= Exercise =
Can you reproduce, word for word, the part of the transition state theory notes from "So far we have" to "faster than others."?
---- Document excerpt
4.4.4. Transition State Theory and Temperature Dependence of the Rate Constant

4.4.4.1. Motivation

In these notes we will start to investigate some of the quantities that affect the rate constant. We will start by deriving the Transition State Theory version of the rate constant and then look at how this equation depends on temperature.

4.4.4.2. Learning Goals

After working through these notes, you should be able to:

1. Derive Transition State Theory expressions for the rate constant

2. Describe how a rate constant depends on temperature

3. Identify the correspondence between activation energy and the TST rate constant expression

4. Compute the activation energy for a reaction from rate constant vs temperature data

5. Compute the Arhenius prefactor from rate constant vs temperature data

4.4.4.3. Coding Concepts

The following coding concepts are used in this notebook:

1. Variables

2. Functions

3. Plotting with matplotlib

4.4.4.4. Transition State Theory Expression for the Rate Constant

So far we have more or less ignored the rate constants and yet the values of these constants has a dramatic effect on the rate of reaction. What are the molecular origins oof these values and why are some reactions faster than others?

Transition State Theory, first developed by Henry Eyring in the early 20th century, provides a model for the rate constant that matches experimental data. This result provides us with some insight into why certain reaction are faster than others.
--------
---- Entries supplied
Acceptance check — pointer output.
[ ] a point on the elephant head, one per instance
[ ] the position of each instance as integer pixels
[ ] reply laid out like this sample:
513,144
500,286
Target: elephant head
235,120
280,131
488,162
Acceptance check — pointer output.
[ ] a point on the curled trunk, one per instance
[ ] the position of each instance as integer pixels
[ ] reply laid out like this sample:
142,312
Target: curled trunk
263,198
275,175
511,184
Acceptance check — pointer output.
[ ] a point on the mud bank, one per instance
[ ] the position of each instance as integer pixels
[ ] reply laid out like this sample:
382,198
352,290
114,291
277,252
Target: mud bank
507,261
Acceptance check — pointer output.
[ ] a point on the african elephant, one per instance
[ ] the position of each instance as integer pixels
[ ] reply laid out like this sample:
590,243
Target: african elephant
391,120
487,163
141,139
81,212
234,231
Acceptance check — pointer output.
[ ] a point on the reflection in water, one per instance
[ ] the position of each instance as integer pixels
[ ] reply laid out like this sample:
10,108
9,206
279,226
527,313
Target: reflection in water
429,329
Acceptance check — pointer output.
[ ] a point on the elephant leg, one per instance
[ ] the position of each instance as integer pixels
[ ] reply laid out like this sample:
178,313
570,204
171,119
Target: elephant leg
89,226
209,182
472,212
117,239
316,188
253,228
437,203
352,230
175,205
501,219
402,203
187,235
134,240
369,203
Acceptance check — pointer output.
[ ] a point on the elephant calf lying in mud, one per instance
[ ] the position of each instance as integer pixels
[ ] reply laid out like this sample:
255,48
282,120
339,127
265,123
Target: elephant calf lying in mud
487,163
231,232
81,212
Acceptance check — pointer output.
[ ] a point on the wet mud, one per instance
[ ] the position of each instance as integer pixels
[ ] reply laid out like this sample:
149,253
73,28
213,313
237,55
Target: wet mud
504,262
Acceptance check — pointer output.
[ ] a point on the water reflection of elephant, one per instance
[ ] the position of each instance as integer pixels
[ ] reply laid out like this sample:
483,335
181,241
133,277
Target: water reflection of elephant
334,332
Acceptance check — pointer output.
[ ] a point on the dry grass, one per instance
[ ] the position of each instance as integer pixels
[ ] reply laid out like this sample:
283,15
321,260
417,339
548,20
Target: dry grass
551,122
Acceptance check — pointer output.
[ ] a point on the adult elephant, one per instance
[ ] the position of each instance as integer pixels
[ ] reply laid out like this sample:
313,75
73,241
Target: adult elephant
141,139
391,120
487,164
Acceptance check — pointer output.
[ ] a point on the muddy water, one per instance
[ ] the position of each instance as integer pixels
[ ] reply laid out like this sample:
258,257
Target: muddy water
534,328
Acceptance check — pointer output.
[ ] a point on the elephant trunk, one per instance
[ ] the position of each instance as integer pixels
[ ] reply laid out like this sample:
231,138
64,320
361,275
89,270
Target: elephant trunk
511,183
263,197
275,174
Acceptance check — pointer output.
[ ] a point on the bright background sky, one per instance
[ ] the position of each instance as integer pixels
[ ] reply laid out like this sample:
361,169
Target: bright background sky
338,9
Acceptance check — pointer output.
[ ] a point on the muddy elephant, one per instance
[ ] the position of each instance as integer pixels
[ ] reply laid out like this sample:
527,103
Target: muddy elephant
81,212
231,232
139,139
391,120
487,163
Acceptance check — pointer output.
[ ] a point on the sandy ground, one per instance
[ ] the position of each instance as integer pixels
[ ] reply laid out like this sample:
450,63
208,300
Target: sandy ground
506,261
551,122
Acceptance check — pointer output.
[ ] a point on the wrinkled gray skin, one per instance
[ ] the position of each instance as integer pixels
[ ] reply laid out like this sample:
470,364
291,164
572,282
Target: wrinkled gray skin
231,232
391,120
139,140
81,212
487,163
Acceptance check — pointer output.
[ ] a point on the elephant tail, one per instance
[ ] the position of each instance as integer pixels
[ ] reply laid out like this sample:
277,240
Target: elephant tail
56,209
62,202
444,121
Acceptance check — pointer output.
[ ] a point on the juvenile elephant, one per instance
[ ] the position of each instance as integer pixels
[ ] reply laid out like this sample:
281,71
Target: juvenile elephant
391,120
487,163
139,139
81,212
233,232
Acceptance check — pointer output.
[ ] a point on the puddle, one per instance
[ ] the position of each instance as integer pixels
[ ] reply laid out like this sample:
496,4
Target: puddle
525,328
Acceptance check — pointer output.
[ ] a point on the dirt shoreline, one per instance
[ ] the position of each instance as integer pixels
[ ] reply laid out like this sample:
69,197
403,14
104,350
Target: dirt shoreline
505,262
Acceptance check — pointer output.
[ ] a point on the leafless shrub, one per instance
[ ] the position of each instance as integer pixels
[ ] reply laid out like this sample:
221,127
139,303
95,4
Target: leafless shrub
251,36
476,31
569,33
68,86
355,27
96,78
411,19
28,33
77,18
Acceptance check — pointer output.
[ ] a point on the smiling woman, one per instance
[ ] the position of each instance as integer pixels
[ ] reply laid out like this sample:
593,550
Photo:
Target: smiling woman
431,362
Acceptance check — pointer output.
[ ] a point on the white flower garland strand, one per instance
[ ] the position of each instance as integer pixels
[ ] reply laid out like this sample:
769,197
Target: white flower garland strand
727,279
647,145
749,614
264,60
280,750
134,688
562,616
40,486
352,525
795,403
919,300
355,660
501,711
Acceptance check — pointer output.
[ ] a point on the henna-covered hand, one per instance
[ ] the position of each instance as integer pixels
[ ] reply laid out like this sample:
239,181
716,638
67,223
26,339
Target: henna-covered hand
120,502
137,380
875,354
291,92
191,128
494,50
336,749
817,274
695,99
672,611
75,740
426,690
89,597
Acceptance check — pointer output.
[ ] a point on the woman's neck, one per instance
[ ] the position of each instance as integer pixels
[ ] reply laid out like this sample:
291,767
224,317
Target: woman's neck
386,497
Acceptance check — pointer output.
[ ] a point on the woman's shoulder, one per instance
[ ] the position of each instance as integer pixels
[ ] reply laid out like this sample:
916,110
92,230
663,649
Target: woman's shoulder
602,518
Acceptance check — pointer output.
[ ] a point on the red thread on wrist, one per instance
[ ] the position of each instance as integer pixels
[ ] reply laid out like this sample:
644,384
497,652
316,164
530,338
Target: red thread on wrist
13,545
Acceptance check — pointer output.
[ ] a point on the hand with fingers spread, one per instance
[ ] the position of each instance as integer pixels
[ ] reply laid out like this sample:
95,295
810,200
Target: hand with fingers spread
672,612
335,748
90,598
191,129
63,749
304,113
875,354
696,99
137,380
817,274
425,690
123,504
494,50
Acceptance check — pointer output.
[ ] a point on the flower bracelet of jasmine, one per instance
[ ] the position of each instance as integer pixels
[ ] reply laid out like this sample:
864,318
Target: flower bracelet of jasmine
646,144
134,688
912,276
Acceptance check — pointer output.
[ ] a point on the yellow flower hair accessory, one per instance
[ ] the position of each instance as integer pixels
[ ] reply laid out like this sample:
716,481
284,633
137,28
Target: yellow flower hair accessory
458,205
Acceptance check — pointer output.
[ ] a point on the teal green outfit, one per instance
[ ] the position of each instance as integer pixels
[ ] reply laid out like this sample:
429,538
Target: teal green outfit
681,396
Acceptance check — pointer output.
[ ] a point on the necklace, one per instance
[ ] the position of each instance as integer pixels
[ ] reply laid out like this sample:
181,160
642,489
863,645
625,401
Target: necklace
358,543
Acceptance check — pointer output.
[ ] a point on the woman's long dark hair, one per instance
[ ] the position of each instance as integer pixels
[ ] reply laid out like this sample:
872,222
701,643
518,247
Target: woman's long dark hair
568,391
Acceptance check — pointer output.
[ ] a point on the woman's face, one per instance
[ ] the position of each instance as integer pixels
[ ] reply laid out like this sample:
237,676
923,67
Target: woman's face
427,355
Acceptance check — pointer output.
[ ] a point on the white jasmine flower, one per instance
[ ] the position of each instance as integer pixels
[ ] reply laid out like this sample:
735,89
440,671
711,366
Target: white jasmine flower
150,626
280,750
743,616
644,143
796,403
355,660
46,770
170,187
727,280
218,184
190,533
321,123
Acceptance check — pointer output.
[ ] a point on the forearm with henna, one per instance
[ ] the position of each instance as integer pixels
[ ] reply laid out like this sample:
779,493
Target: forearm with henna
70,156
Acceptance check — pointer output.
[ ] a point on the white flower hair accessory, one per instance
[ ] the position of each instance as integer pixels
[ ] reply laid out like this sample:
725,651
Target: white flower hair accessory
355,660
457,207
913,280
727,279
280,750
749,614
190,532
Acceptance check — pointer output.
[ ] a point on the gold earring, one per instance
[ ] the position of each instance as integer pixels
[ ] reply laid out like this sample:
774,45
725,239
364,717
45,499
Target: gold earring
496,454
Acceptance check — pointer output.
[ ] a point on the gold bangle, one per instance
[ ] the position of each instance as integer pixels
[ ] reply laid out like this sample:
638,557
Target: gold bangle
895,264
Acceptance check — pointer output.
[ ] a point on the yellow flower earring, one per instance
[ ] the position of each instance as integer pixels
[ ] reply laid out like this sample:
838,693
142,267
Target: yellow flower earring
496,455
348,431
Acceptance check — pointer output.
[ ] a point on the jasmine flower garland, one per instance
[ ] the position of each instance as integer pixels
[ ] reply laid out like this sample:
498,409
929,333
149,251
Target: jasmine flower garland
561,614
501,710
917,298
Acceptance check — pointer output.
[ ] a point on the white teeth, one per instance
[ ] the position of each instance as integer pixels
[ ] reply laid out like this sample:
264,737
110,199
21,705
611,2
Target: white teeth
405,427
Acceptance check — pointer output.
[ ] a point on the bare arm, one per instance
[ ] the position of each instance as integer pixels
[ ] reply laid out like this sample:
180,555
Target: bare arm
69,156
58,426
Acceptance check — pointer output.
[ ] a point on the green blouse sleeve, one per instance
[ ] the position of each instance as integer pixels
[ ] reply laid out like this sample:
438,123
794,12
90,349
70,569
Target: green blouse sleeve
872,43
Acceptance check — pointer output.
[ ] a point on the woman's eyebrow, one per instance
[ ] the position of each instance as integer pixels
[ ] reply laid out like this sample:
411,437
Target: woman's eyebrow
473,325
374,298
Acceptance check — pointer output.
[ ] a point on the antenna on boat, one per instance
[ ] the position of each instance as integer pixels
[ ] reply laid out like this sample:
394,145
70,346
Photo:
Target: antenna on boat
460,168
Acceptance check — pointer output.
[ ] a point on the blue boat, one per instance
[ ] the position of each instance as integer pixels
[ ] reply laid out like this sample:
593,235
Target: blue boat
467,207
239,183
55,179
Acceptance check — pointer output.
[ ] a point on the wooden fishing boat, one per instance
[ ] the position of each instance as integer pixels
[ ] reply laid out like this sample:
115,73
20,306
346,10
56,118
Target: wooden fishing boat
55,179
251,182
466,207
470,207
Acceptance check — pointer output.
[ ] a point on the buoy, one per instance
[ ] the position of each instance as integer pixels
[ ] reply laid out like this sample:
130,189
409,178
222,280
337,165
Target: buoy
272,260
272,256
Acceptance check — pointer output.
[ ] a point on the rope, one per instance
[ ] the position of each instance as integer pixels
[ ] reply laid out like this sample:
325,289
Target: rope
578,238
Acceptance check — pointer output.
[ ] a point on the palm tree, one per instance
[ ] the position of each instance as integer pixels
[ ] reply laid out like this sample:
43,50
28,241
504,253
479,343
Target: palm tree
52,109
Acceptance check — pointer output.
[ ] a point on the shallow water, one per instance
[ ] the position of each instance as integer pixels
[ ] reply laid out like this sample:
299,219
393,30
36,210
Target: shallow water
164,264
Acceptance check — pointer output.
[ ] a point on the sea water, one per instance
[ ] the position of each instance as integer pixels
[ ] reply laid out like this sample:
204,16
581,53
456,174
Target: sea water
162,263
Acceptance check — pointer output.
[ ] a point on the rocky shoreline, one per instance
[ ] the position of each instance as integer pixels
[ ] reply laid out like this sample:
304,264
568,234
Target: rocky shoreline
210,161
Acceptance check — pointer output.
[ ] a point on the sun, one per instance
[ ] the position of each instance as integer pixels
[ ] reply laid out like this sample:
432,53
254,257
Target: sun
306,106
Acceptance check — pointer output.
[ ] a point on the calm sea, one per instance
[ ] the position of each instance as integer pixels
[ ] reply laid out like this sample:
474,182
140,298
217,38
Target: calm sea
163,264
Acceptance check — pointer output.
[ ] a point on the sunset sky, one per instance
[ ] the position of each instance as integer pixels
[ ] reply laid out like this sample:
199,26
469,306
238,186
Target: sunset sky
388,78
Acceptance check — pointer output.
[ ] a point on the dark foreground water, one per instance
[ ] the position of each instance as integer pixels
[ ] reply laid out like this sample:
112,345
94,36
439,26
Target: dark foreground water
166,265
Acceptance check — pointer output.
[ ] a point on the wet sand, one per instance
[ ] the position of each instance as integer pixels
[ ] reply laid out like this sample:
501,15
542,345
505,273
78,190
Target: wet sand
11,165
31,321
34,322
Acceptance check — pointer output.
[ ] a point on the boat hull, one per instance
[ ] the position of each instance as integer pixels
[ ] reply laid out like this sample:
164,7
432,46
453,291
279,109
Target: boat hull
--------
= Correct response =
So far we have more or less ignored the rate constants and yet the values of these constants has a dramatic effect on the rate of reaction. What are the molecular origins oof these values and why are some reactions faster than others?

Transition State Theory, first developed by Henry Eyring in the early 20th century, provides a model for the rate constant that matches experimental data. This result provides us with some insight into why certain reaction are faster than others.